*** Source records

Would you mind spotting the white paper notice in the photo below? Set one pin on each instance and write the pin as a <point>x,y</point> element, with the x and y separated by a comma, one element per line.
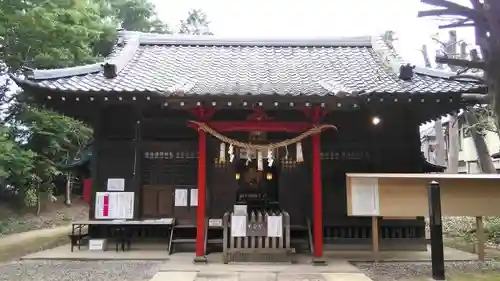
<point>274,226</point>
<point>238,226</point>
<point>240,210</point>
<point>180,197</point>
<point>193,199</point>
<point>116,185</point>
<point>114,205</point>
<point>365,198</point>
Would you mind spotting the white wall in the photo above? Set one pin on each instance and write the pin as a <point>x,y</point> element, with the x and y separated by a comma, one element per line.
<point>467,155</point>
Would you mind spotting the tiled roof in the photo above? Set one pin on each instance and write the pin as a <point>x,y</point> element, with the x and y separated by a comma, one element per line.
<point>173,65</point>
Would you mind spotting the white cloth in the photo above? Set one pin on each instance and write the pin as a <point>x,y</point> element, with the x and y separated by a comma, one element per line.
<point>274,226</point>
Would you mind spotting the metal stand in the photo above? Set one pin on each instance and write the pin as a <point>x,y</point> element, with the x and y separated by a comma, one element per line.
<point>436,227</point>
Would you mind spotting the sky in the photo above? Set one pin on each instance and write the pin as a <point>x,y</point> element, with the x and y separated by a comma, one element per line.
<point>315,18</point>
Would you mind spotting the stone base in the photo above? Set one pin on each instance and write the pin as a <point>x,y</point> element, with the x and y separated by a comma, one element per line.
<point>200,260</point>
<point>318,261</point>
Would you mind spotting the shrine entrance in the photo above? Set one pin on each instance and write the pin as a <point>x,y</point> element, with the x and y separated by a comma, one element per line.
<point>257,188</point>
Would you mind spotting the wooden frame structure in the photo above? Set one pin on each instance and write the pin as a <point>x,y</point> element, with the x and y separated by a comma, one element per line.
<point>141,110</point>
<point>403,195</point>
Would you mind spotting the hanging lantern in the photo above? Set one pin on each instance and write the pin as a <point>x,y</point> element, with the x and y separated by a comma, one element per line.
<point>259,161</point>
<point>222,152</point>
<point>300,156</point>
<point>231,153</point>
<point>247,155</point>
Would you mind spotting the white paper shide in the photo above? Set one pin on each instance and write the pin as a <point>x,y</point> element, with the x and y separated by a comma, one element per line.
<point>365,197</point>
<point>238,226</point>
<point>181,196</point>
<point>275,226</point>
<point>114,205</point>
<point>115,185</point>
<point>193,198</point>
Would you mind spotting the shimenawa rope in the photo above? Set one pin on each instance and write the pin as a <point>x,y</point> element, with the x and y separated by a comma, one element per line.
<point>314,130</point>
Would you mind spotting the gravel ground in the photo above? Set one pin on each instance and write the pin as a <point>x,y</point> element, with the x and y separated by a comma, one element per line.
<point>402,271</point>
<point>79,271</point>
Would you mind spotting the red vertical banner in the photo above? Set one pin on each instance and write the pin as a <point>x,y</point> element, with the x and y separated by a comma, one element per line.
<point>105,209</point>
<point>87,190</point>
<point>200,216</point>
<point>317,198</point>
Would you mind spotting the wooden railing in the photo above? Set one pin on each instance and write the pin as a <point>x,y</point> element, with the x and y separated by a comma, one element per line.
<point>256,245</point>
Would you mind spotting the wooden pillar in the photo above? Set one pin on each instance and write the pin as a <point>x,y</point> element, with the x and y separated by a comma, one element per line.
<point>480,238</point>
<point>201,209</point>
<point>375,238</point>
<point>94,161</point>
<point>436,227</point>
<point>136,174</point>
<point>317,195</point>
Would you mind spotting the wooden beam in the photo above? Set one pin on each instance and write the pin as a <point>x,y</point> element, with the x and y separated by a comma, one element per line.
<point>261,126</point>
<point>460,62</point>
<point>449,8</point>
<point>375,239</point>
<point>480,238</point>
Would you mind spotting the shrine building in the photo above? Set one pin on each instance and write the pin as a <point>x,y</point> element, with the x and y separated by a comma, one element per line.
<point>190,126</point>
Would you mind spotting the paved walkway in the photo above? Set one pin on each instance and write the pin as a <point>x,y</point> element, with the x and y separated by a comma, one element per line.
<point>256,276</point>
<point>21,238</point>
<point>181,268</point>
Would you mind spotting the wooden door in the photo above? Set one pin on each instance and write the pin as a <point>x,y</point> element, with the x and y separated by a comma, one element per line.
<point>157,201</point>
<point>170,166</point>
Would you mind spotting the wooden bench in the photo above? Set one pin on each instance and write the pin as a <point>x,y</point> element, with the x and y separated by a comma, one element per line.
<point>78,235</point>
<point>257,247</point>
<point>121,228</point>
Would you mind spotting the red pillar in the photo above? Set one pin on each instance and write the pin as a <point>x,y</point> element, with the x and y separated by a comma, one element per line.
<point>202,185</point>
<point>317,200</point>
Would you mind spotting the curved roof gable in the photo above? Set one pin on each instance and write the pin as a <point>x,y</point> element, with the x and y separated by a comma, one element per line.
<point>181,65</point>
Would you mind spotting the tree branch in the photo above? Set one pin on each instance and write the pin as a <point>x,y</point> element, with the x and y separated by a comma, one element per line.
<point>458,23</point>
<point>469,77</point>
<point>450,8</point>
<point>460,62</point>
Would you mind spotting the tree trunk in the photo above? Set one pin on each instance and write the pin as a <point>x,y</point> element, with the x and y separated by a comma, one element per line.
<point>440,149</point>
<point>483,155</point>
<point>67,197</point>
<point>453,139</point>
<point>38,199</point>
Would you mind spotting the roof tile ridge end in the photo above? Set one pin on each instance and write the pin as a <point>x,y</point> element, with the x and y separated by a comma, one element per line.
<point>394,61</point>
<point>45,74</point>
<point>112,67</point>
<point>390,58</point>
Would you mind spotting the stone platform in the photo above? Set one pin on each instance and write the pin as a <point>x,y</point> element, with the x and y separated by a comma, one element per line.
<point>64,253</point>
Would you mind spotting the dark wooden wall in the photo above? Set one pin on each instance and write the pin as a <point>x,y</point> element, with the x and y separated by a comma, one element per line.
<point>357,146</point>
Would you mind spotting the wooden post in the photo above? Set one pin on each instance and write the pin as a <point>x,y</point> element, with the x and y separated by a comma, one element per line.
<point>317,192</point>
<point>436,226</point>
<point>480,238</point>
<point>375,239</point>
<point>201,209</point>
<point>317,202</point>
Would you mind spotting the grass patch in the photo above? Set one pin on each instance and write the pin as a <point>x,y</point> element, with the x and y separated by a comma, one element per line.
<point>465,245</point>
<point>455,275</point>
<point>15,251</point>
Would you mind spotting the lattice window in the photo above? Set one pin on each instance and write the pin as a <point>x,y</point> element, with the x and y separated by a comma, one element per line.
<point>176,168</point>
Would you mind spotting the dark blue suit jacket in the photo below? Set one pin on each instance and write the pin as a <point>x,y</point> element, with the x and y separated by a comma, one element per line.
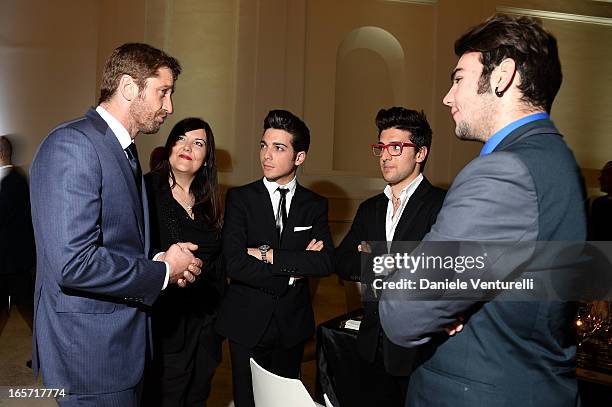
<point>94,276</point>
<point>509,353</point>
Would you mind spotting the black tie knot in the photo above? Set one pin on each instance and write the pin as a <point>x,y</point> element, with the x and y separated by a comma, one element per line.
<point>281,214</point>
<point>131,152</point>
<point>132,155</point>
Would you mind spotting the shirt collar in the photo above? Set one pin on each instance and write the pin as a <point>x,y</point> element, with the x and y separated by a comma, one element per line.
<point>272,186</point>
<point>497,138</point>
<point>408,190</point>
<point>117,128</point>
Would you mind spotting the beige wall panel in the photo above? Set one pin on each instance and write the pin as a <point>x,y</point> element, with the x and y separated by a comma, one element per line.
<point>583,109</point>
<point>202,35</point>
<point>47,68</point>
<point>350,75</point>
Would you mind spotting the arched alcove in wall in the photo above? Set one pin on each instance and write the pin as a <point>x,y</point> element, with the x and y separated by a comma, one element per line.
<point>370,74</point>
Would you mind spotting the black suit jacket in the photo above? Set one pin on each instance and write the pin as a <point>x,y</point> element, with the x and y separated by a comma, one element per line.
<point>260,291</point>
<point>369,225</point>
<point>17,252</point>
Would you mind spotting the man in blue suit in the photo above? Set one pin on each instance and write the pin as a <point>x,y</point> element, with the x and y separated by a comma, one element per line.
<point>525,186</point>
<point>90,216</point>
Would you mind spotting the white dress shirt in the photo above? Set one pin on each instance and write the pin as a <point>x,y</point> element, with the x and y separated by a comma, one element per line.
<point>272,188</point>
<point>123,136</point>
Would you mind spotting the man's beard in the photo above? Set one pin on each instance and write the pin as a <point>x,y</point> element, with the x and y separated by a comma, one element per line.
<point>144,118</point>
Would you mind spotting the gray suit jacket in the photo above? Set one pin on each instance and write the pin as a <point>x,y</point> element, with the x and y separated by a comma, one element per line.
<point>92,244</point>
<point>509,353</point>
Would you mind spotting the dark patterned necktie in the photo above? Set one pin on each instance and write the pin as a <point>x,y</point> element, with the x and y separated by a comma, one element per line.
<point>135,165</point>
<point>281,214</point>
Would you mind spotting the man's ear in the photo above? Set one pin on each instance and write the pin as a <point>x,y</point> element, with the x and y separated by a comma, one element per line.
<point>421,155</point>
<point>300,157</point>
<point>128,89</point>
<point>504,75</point>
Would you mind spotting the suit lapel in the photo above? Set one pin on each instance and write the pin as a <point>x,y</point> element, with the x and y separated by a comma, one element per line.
<point>380,227</point>
<point>114,148</point>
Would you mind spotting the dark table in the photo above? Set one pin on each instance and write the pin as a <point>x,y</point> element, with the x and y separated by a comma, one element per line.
<point>338,363</point>
<point>338,367</point>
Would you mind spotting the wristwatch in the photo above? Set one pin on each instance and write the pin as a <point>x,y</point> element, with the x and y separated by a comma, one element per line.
<point>263,249</point>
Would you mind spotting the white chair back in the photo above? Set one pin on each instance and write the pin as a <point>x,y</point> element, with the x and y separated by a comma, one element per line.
<point>270,390</point>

******

=== Task objective ===
Output the line holding "Would you mind spotting the man's ear", then every later line through the end of the records above, exactly as given and nothing else.

=== Solution ===
Would you mind spotting the man's ear in the photo above? Set one pin on each instance and write the pin as a <point>x,y</point> element, with the x and y separated by a comma, one element per line.
<point>421,155</point>
<point>300,157</point>
<point>128,89</point>
<point>504,75</point>
Would you mind spotting the suit lapel in the photo above? Set one pin on each instance and write the pin as a <point>x,y</point> element, with the x and y separated by a comma, one element per line.
<point>380,227</point>
<point>114,148</point>
Would you mind spotting the dark table in the photo above? Set one pin on each instance and write the pin as a <point>x,y</point> element, with the x and y separated by a comma, one element per line.
<point>338,363</point>
<point>338,367</point>
Would you mind spotting the wristwatch in the photo above? Set one pin on each instance and write the pin as a <point>x,y</point> element, with the x and y separated by a comma, one element per line.
<point>263,249</point>
Would you mind spotting the white chair back in the photo above? Set one pin on each instance and write the pin as a <point>x,y</point> element, with the x and y separated by a comma, one element per line.
<point>270,390</point>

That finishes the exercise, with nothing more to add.